(Extracted records)

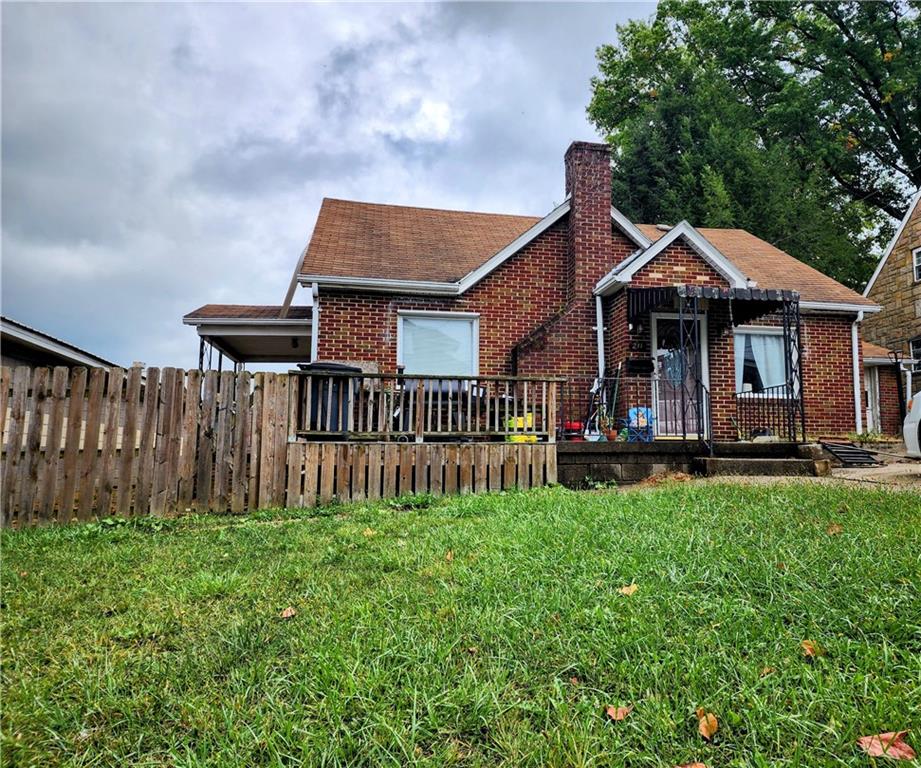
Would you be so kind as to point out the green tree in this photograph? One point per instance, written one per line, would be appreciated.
(797, 121)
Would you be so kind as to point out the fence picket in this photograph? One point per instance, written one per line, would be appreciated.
(148, 443)
(255, 439)
(294, 498)
(127, 456)
(311, 467)
(6, 375)
(161, 478)
(204, 458)
(188, 443)
(223, 460)
(49, 485)
(22, 377)
(116, 380)
(90, 465)
(267, 454)
(241, 427)
(28, 470)
(72, 444)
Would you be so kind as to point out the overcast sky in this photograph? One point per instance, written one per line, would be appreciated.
(160, 157)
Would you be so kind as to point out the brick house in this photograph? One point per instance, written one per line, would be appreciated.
(709, 331)
(896, 287)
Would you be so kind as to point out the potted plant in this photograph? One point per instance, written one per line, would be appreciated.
(608, 426)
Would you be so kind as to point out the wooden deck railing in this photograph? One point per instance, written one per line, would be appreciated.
(404, 407)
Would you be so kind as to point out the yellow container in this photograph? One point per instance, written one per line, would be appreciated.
(521, 438)
(521, 422)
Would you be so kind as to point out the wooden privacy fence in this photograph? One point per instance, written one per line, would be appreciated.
(81, 444)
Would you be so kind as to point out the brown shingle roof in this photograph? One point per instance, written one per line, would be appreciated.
(247, 312)
(354, 239)
(771, 267)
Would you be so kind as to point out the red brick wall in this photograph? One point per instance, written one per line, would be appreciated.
(827, 371)
(678, 264)
(521, 294)
(550, 282)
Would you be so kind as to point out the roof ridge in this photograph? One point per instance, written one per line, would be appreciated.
(429, 208)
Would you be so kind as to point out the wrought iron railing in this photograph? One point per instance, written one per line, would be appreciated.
(769, 412)
(413, 408)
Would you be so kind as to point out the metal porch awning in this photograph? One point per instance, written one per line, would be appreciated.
(254, 334)
(752, 302)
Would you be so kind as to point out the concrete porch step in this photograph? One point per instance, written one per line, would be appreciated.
(777, 467)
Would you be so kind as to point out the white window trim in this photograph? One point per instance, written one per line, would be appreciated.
(402, 314)
(765, 330)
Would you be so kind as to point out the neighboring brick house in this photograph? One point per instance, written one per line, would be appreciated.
(896, 287)
(581, 292)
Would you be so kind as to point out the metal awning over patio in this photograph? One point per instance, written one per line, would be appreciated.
(254, 333)
(747, 303)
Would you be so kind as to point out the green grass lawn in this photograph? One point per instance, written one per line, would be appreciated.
(475, 631)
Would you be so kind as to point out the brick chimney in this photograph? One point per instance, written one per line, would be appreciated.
(588, 183)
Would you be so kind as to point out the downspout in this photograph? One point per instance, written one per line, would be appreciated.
(855, 353)
(315, 323)
(599, 335)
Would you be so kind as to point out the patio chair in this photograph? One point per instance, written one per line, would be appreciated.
(639, 425)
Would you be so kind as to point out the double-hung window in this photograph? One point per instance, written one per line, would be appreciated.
(438, 343)
(760, 361)
(914, 349)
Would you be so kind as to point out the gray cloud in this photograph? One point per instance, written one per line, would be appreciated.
(158, 157)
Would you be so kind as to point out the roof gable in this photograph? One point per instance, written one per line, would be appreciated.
(771, 267)
(398, 249)
(370, 241)
(625, 271)
(892, 243)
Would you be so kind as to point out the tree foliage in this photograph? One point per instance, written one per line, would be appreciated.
(797, 121)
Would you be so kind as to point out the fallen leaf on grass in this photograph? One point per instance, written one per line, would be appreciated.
(706, 723)
(811, 650)
(618, 713)
(888, 744)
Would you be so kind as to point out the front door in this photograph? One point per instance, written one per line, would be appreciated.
(674, 385)
(871, 384)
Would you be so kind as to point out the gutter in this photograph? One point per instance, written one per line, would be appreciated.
(855, 354)
(315, 323)
(378, 285)
(599, 335)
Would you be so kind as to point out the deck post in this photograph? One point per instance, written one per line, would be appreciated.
(420, 409)
(550, 426)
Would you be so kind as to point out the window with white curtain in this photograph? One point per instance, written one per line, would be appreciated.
(438, 345)
(759, 358)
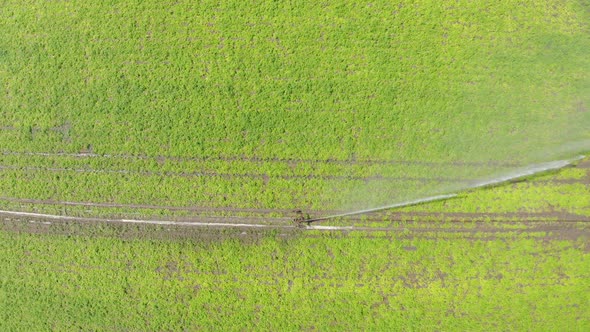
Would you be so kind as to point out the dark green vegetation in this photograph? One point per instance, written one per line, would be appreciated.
(465, 278)
(275, 105)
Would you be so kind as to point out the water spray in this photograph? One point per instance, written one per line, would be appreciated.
(514, 175)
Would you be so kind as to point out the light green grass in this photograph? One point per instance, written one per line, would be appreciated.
(426, 81)
(381, 282)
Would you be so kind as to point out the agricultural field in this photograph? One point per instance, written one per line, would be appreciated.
(485, 276)
(153, 156)
(232, 107)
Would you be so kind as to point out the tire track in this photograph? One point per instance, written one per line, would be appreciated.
(264, 177)
(270, 159)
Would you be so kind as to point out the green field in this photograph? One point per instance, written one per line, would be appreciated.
(242, 112)
(508, 278)
(276, 106)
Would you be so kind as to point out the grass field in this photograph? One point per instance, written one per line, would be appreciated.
(502, 277)
(241, 112)
(279, 106)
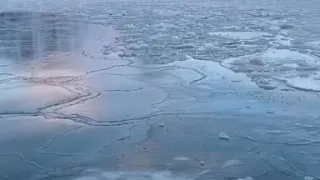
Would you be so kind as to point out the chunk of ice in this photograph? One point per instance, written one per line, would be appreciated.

* **TASK OBJECTIVE**
Would you write out every record word for word, leaving no picture in?

* **FINISHED TASK**
Would you be so kind as to point out the green tree in this photograph? One point per instance, written one per line, would be appreciated.
(797, 121)
Would you be so kind as to point out the fence picket in this photograph? One point per instance, written one per line, would be appreciated.
(148, 443)
(255, 439)
(294, 498)
(127, 456)
(311, 467)
(6, 375)
(161, 478)
(204, 458)
(188, 443)
(223, 460)
(49, 485)
(22, 377)
(116, 380)
(90, 465)
(267, 454)
(241, 427)
(28, 470)
(72, 444)
Would you be so kind as to point out the overcast sky in this photograph? One point per instance, written one per line, would be appreciated.
(160, 157)
Would you be so kind as to point out the brick house in this photograph? One point per instance, written one per line, would be appreciated.
(709, 331)
(896, 287)
Would you be so kind as to point out the potted plant in this photograph? One point per instance, written one per line, would be appreciated.
(608, 426)
Would you be so kind as to point out the wooden deck railing in this photograph? One point per instance, written one per line, would be appreciated.
(404, 407)
Would you be so kind as to point out the yellow container in this photograph? One point per instance, written one per line, would be appreciated.
(521, 438)
(521, 422)
Would you be so kind as to point out the wooden privacy fence in this photograph? One point per instance, written one per line, would be appreciated.
(81, 444)
Would you be so kind as to point out the brown shingle roof in this photograph? One point per instance, written one per line, would be appreciated.
(247, 312)
(354, 239)
(771, 267)
Would you be so kind as to point out the red brick wall in this photograph? One point per instance, written one per line, would be appreciated.
(827, 371)
(678, 264)
(521, 294)
(550, 282)
Would you be so kind as to point out the roof ridge in this photograph? One point per instance, written one per line, would be appreciated.
(429, 208)
Would you be so kind as to point out the wrought iron railing in this photograph? One point per instance, written one per line, would be appreciated.
(769, 412)
(413, 408)
Would you be so kind as to point out the metal porch awning in this photograph? One point per instance, written one per line, would be appreciated.
(254, 334)
(752, 302)
Would you be so kind as to point out the concrete porch step in this photograph? One point per instance, written one per line, would be appreciated.
(777, 467)
Would you be so kind as to point out the white window trim in this photograph? One point per instance, written one per line, would be appreciated.
(402, 314)
(765, 330)
Would you be so kind as to point out the neighboring brick house in this photograph? One point per instance, written one per line, would be appreciated.
(896, 287)
(581, 292)
Would you be so kind as to point out the metal awning over patio in this photograph? One point per instance, written one per line, would be appreciated.
(254, 333)
(747, 303)
Would you be so kind as to point out the green grass lawn in this photograph? One point per instance, written one per line, would be appreciated.
(475, 631)
Would you be so kind as to point out the brick chimney in this photograph? One point per instance, written one per line, would be appreciated.
(588, 183)
Would you be so kind as to point out the downspout in this photograph? One point per instance, written one per line, would be appreciated.
(855, 353)
(315, 323)
(599, 335)
Would you be so kind as to point out the patio chair in this photograph? One point per instance, written one per line, would be appreciated.
(639, 425)
Would you be so kind as to point out the double-hung window in this photograph? One point per instance, written one per line, would be appreciated.
(438, 343)
(760, 361)
(914, 349)
Would you be so kind as to point out the gray cloud in this photograph? One point per instance, written one per line, would be appreciated.
(158, 157)
Would you be so kind as to point out the roof gable in this photograph? One point per instance, written one per line, would be appreciated.
(771, 267)
(398, 249)
(370, 241)
(625, 271)
(892, 243)
Would you be so kind as to point out the tree foliage in this photograph? One point per instance, written one per line, would be appreciated.
(797, 121)
Would you be so kind as to point out the fallen leaf on grass in this photograph? One point per instance, written one per line, would be appreciated.
(706, 723)
(811, 650)
(618, 713)
(888, 744)
Would you be so kind as to point out the front door in this photograph? One point per instance, written one per line, would be appreciated.
(674, 385)
(871, 384)
Would you be so kind as to point out the gutter in this photograph? One point per instance, written one per line, would be appreciated.
(855, 354)
(315, 323)
(378, 285)
(599, 335)
Would you be so kind as to point out the deck post in this photograph? One point per instance, written one per line, would be appreciated.
(420, 409)
(550, 426)
Would you be so kind as to point out the window with white curtain in this photograph? One point per instance, written one per line, would be appreciated.
(438, 345)
(759, 358)
Would you be so kind as to point out the dark green vegetation in this photograph? One point per instance, written one per line, would be appreciated.
(465, 278)
(275, 105)
Would you be so kind as to point out the water spray in this photograph? One point per instance, written one per line, would be appreciated.
(514, 175)
Would you be so kind as to point out the light green grass in this photograph? One point per instance, written one per line, would be appreciated.
(426, 81)
(381, 282)
Would you be so kind as to point out the agricultural field in this photograph? One point per instance, written one per line, would be appreciated.
(485, 276)
(153, 156)
(232, 107)
Would you be so kind as to point out the tire track in this photograph? One point per instance, written one per line, would be appreciated.
(264, 177)
(270, 159)
Would you be so kind as to point out the green field in this photograph? One point per instance, written one per line, would be appreciated.
(242, 112)
(508, 278)
(276, 106)
Would you be so kind as to point out the grass field in this photograph? One point per instance, written one per line, would be appreciated.
(502, 277)
(241, 112)
(279, 106)
Would you be so kind as to point out the chunk of ice in this photograph? One point per instance, written one per line, would be appreciated.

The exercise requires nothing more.